Source data
-- begin --
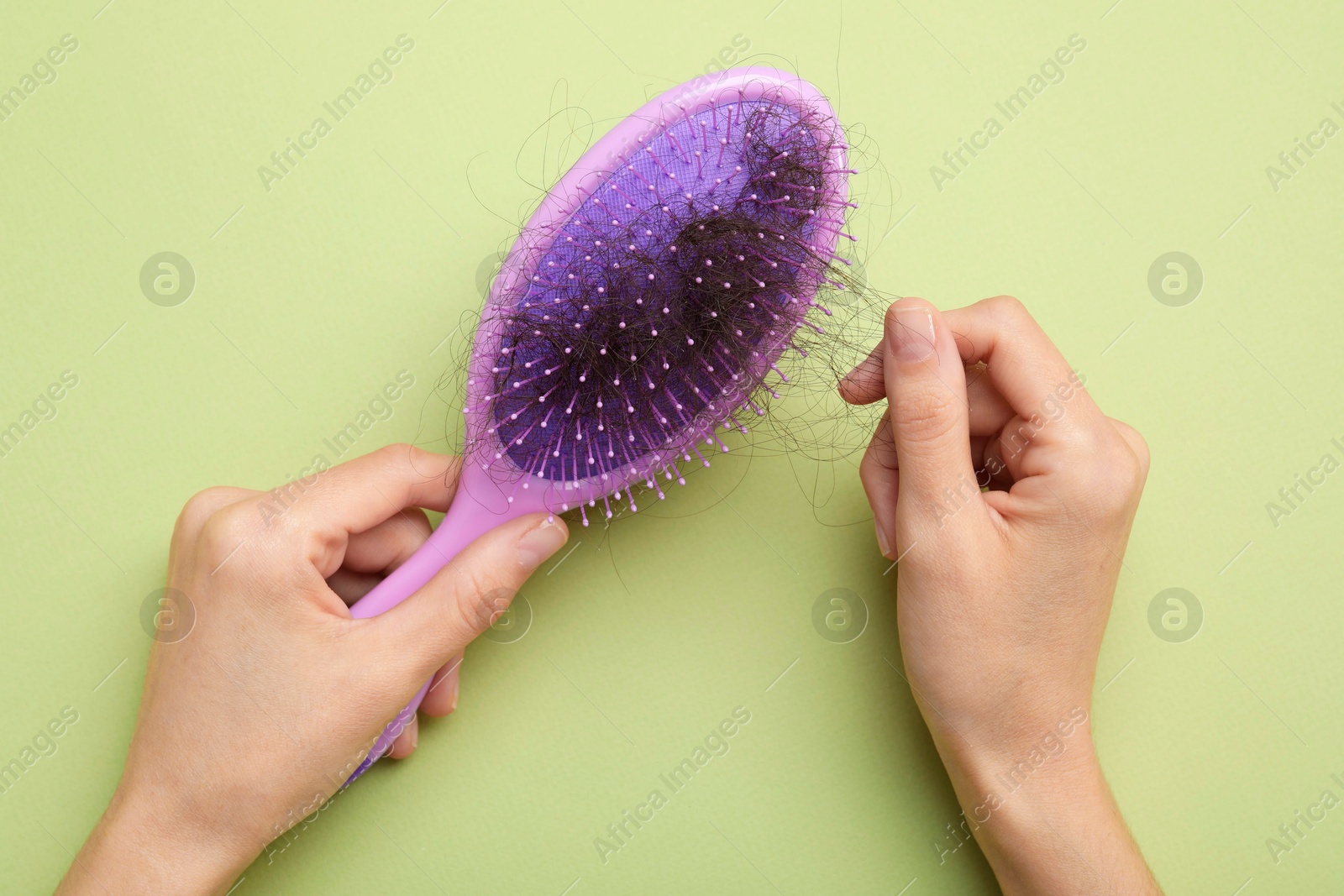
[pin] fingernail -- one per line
(911, 336)
(541, 542)
(884, 543)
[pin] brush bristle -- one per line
(654, 313)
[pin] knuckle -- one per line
(480, 602)
(1005, 307)
(925, 414)
(222, 533)
(1117, 477)
(201, 506)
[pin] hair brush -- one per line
(642, 309)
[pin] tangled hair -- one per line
(679, 295)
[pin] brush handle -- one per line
(465, 520)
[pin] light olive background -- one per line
(311, 296)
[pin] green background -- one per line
(360, 264)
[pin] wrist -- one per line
(147, 844)
(1045, 815)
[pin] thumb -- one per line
(468, 594)
(927, 399)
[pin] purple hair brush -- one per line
(642, 308)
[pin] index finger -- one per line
(358, 495)
(1026, 367)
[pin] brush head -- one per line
(654, 291)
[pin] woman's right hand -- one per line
(1003, 595)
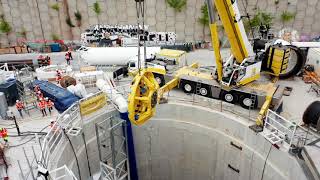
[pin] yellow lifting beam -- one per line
(143, 97)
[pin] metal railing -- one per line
(278, 130)
(62, 173)
(214, 104)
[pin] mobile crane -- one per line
(237, 80)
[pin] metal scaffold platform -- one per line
(112, 145)
(24, 79)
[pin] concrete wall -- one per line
(65, 155)
(36, 16)
(188, 142)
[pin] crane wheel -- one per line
(312, 114)
(187, 86)
(301, 58)
(143, 97)
(229, 96)
(160, 79)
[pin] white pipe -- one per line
(114, 55)
(113, 95)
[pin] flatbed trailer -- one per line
(250, 96)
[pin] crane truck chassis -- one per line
(251, 96)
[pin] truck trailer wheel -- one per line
(188, 87)
(247, 102)
(229, 97)
(160, 79)
(295, 63)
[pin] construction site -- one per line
(159, 90)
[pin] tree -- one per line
(287, 16)
(204, 19)
(261, 18)
(78, 16)
(23, 33)
(55, 6)
(177, 5)
(5, 27)
(69, 22)
(97, 9)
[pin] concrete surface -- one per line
(189, 142)
(189, 137)
(40, 21)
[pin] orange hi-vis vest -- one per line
(19, 105)
(50, 104)
(42, 104)
(4, 133)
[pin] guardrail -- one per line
(214, 104)
(70, 121)
(62, 173)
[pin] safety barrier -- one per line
(69, 122)
(92, 104)
(278, 130)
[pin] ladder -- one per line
(253, 103)
(24, 79)
(198, 88)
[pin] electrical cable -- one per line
(265, 162)
(74, 152)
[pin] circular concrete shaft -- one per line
(189, 142)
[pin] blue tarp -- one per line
(61, 97)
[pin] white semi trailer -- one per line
(120, 56)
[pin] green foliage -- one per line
(78, 16)
(177, 5)
(4, 26)
(55, 6)
(55, 37)
(287, 16)
(97, 8)
(23, 33)
(261, 18)
(204, 19)
(69, 22)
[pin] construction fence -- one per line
(68, 124)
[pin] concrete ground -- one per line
(294, 106)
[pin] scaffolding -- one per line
(112, 146)
(24, 79)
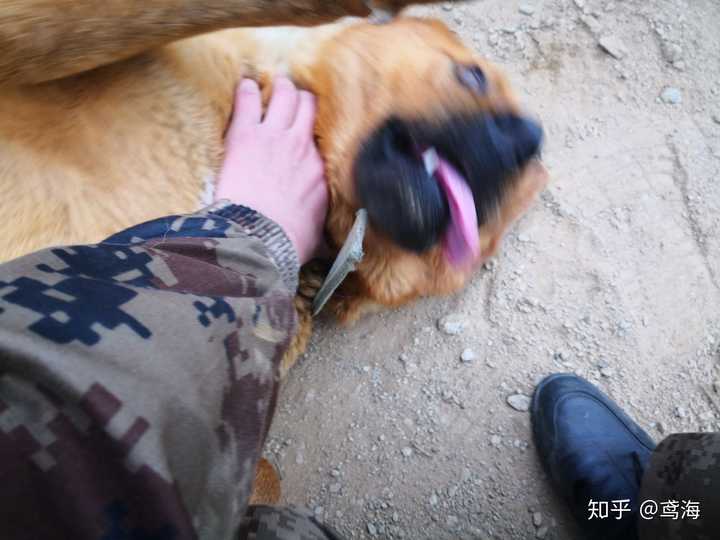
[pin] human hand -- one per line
(272, 164)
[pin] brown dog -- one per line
(117, 126)
(98, 150)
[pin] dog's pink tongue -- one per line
(462, 240)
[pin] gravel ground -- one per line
(413, 424)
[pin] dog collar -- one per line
(347, 260)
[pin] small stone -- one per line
(672, 52)
(527, 9)
(452, 324)
(607, 372)
(537, 519)
(519, 402)
(671, 95)
(612, 45)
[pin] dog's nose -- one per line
(526, 136)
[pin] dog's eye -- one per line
(472, 77)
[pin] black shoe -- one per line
(593, 452)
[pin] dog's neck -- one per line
(286, 50)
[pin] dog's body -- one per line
(104, 124)
(104, 147)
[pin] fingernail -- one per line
(248, 85)
(284, 82)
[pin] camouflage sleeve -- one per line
(683, 479)
(138, 377)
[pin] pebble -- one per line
(519, 402)
(527, 9)
(672, 52)
(671, 95)
(607, 372)
(537, 519)
(452, 324)
(612, 45)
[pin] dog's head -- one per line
(428, 138)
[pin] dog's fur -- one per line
(105, 124)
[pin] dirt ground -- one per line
(386, 433)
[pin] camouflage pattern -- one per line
(138, 378)
(684, 467)
(287, 523)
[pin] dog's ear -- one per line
(402, 200)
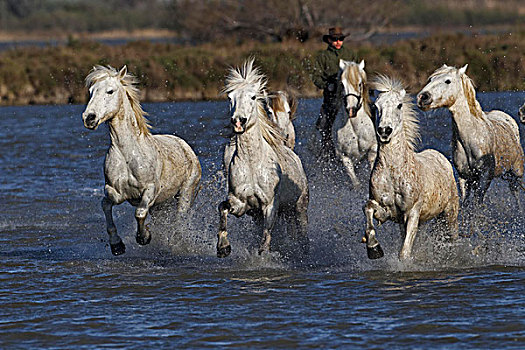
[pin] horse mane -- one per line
(277, 103)
(128, 82)
(248, 76)
(351, 73)
(468, 89)
(383, 83)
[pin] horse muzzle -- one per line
(90, 121)
(384, 133)
(352, 112)
(239, 125)
(522, 114)
(424, 99)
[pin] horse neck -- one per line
(250, 143)
(124, 130)
(465, 125)
(397, 154)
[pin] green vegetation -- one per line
(171, 72)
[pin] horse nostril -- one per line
(90, 118)
(424, 97)
(384, 131)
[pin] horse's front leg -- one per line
(270, 214)
(486, 174)
(148, 198)
(111, 198)
(373, 209)
(236, 207)
(411, 225)
(350, 170)
(464, 188)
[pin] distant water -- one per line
(61, 288)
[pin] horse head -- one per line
(522, 113)
(106, 95)
(395, 112)
(443, 88)
(353, 78)
(245, 89)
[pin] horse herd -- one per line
(266, 179)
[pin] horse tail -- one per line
(292, 102)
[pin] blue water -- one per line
(61, 288)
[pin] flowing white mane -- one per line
(250, 77)
(383, 83)
(469, 89)
(128, 82)
(351, 74)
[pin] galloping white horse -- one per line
(521, 113)
(405, 186)
(265, 177)
(485, 145)
(354, 132)
(140, 168)
(281, 110)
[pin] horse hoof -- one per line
(143, 240)
(118, 248)
(375, 252)
(224, 251)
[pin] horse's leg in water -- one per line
(411, 225)
(111, 198)
(270, 215)
(464, 189)
(451, 219)
(237, 208)
(148, 198)
(184, 201)
(486, 174)
(350, 170)
(372, 210)
(188, 193)
(514, 186)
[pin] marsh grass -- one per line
(168, 72)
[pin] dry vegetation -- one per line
(282, 36)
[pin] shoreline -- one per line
(54, 75)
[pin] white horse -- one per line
(354, 133)
(406, 187)
(265, 177)
(485, 145)
(281, 107)
(140, 168)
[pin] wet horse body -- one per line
(355, 137)
(143, 169)
(406, 187)
(485, 145)
(265, 178)
(281, 107)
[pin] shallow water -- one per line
(61, 287)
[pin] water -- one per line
(61, 288)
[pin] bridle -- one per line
(358, 97)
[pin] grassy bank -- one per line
(55, 75)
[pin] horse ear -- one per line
(122, 73)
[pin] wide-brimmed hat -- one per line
(336, 32)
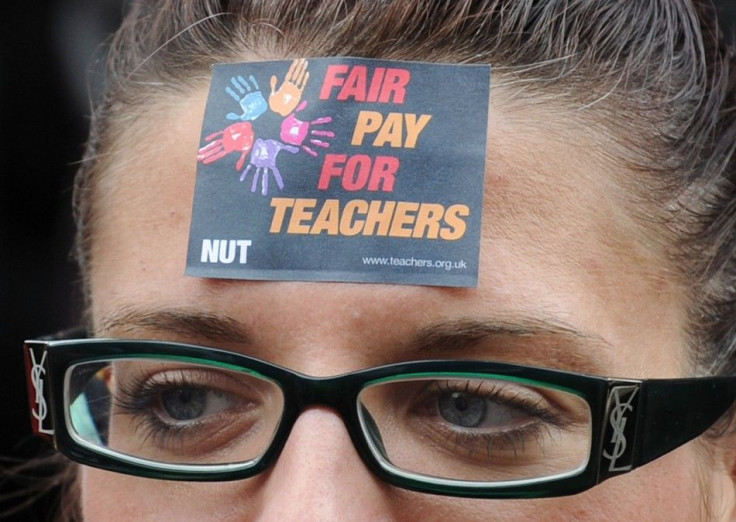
-- end --
Copy out every line of the records above word for word, but leave out the pictures.

SOLUTION TO THIS TASK
[pin] fingernail -- one per line
(911, 336)
(541, 542)
(884, 543)
[pin] brush bristle -- one per line
(654, 313)
[pin] knuckle -- one per line
(480, 602)
(1005, 307)
(925, 414)
(222, 533)
(1117, 477)
(201, 506)
[pin] hair brush -- one per line
(642, 309)
[pin] tangled hair -- one per line
(679, 295)
[pin] brush handle -- one per line
(465, 520)
[pin] light olive background -- one per line
(311, 296)
[pin] green background -- one per line
(360, 264)
[pin] wrist -- one per line
(147, 844)
(1045, 815)
[pin] thumb -- one per line
(468, 594)
(927, 399)
[pin] purple hair brush -- one per line
(642, 308)
[pin] index finger -- one per line
(358, 495)
(1026, 367)
[pin] brush head -- one per line
(654, 291)
[pin] woman's right hand -- one per line
(1003, 595)
[pin] yellow lifting beam -- one per line
(143, 97)
[pin] metal railing -- one per line
(278, 130)
(62, 173)
(214, 104)
[pin] mobile crane -- one per line
(237, 80)
[pin] metal scaffold platform -- one per line
(112, 145)
(24, 79)
[pin] concrete wall -- one per line
(65, 155)
(36, 16)
(188, 142)
[pin] crane wheel -- one per line
(312, 114)
(187, 86)
(301, 58)
(143, 97)
(229, 96)
(160, 79)
[pin] white pipe -- one per line
(114, 55)
(113, 95)
[pin] flatbed trailer -- one per line
(250, 96)
[pin] crane truck chassis -- one per line
(251, 96)
[pin] truck trailer wheel -- one per line
(188, 87)
(247, 102)
(229, 97)
(160, 79)
(295, 63)
[pin] construction site -- one per line
(159, 90)
[pin] tree -- one per line
(287, 16)
(204, 19)
(261, 18)
(78, 16)
(23, 33)
(55, 6)
(177, 5)
(5, 27)
(69, 22)
(97, 9)
[pin] concrete surface -- one per line
(189, 142)
(189, 137)
(40, 21)
[pin] orange hi-vis vest -- one per line
(19, 105)
(50, 104)
(42, 104)
(4, 133)
[pin] guardrail -- one per line
(214, 104)
(70, 121)
(62, 173)
[pin] safety barrier -- one per line
(69, 122)
(92, 104)
(278, 130)
[pin] ladder -- one per line
(253, 103)
(24, 79)
(198, 88)
[pin] electrical cable -- one per line
(265, 162)
(74, 152)
[pin] circular concrete shaft -- one per line
(189, 142)
[pin] blue tarp -- one per line
(61, 97)
[pin] white semi trailer -- one per line
(120, 56)
[pin] green foliage -- one per line
(78, 16)
(177, 5)
(4, 26)
(55, 6)
(55, 37)
(287, 16)
(97, 8)
(23, 33)
(261, 18)
(204, 19)
(69, 22)
[pin] construction fence -- one per line
(68, 124)
[pin] concrete ground -- one per line
(294, 106)
[pin] scaffolding -- one per line
(112, 146)
(24, 79)
[pin] human hand -- one per line
(272, 164)
[pin] brown dog -- one per line
(117, 126)
(98, 150)
[pin] dog's pink tongue -- one per line
(462, 240)
[pin] gravel ground -- one per line
(413, 424)
[pin] dog collar -- one per line
(347, 260)
[pin] small stone -- one per line
(672, 52)
(527, 9)
(452, 324)
(607, 372)
(537, 519)
(519, 402)
(671, 95)
(612, 45)
[pin] dog's nose -- one per line
(526, 136)
[pin] dog's eye -- one per line
(472, 77)
[pin] black shoe -- one per line
(593, 452)
[pin] dog's neck -- one per line
(286, 50)
[pin] dog's body -- one per line
(104, 124)
(104, 147)
[pin] fingernail -- one per line
(248, 85)
(284, 82)
[pin] camouflage sleeve -- one per line
(683, 479)
(138, 377)
[pin] pebble -- one per line
(519, 402)
(527, 9)
(672, 52)
(671, 95)
(607, 372)
(537, 519)
(452, 324)
(612, 45)
[pin] dog's head -- one per line
(428, 138)
[pin] dog's fur -- one per line
(105, 124)
[pin] dirt ground -- one per line
(386, 433)
[pin] camouflage pattern -- one per line
(138, 378)
(684, 467)
(287, 523)
[pin] dog's ear -- one per line
(402, 200)
[pin] horse mane -- one per line
(277, 103)
(128, 82)
(248, 76)
(351, 73)
(468, 89)
(383, 83)
[pin] horse muzzle -- one per line
(90, 121)
(384, 133)
(352, 112)
(239, 125)
(522, 114)
(424, 99)
[pin] horse neck -- one per line
(250, 143)
(124, 130)
(465, 125)
(397, 154)
[pin] green vegetation -- one per line
(171, 72)
[pin] horse nostril -- one per line
(90, 118)
(424, 97)
(384, 131)
[pin] horse's front leg -- one per line
(270, 214)
(486, 174)
(148, 198)
(111, 198)
(373, 209)
(236, 207)
(411, 225)
(350, 170)
(464, 188)
[pin] distant water -- one per line
(61, 288)
[pin] horse head -- one per line
(522, 113)
(106, 95)
(395, 112)
(443, 88)
(353, 78)
(245, 89)
[pin] horse herd -- one per line
(266, 179)
[pin] horse tail -- one per line
(292, 102)
[pin] blue water -- one per line
(61, 288)
[pin] flowing white mane -- one per line
(250, 77)
(383, 83)
(469, 89)
(128, 82)
(351, 74)
[pin] galloping white horse -- one per line
(521, 113)
(405, 186)
(265, 177)
(485, 145)
(354, 132)
(140, 168)
(281, 110)
[pin] horse hoof -- one per line
(143, 240)
(118, 248)
(375, 252)
(224, 251)
[pin] horse's leg in water -- one per line
(411, 225)
(111, 198)
(270, 215)
(464, 189)
(451, 219)
(237, 208)
(148, 198)
(184, 201)
(486, 174)
(350, 170)
(372, 210)
(188, 193)
(514, 186)
[pin] marsh grass -- one per line
(168, 72)
[pin] dry vegetation -- one per line
(282, 36)
[pin] shoreline -- one per line
(54, 75)
[pin] white horse -- one per line
(354, 133)
(406, 187)
(265, 177)
(485, 145)
(281, 107)
(140, 168)
[pin] wet horse body -- one per line
(355, 137)
(143, 169)
(406, 187)
(485, 145)
(265, 178)
(281, 107)
[pin] shallow water -- one per line
(61, 287)
[pin] water -- one per line
(61, 288)
[pin] bridle -- one per line
(358, 97)
[pin] grassy bank -- one per line
(55, 75)
[pin] horse ear -- one per line
(122, 73)
[pin] wide-brimmed hat -- one per line
(336, 32)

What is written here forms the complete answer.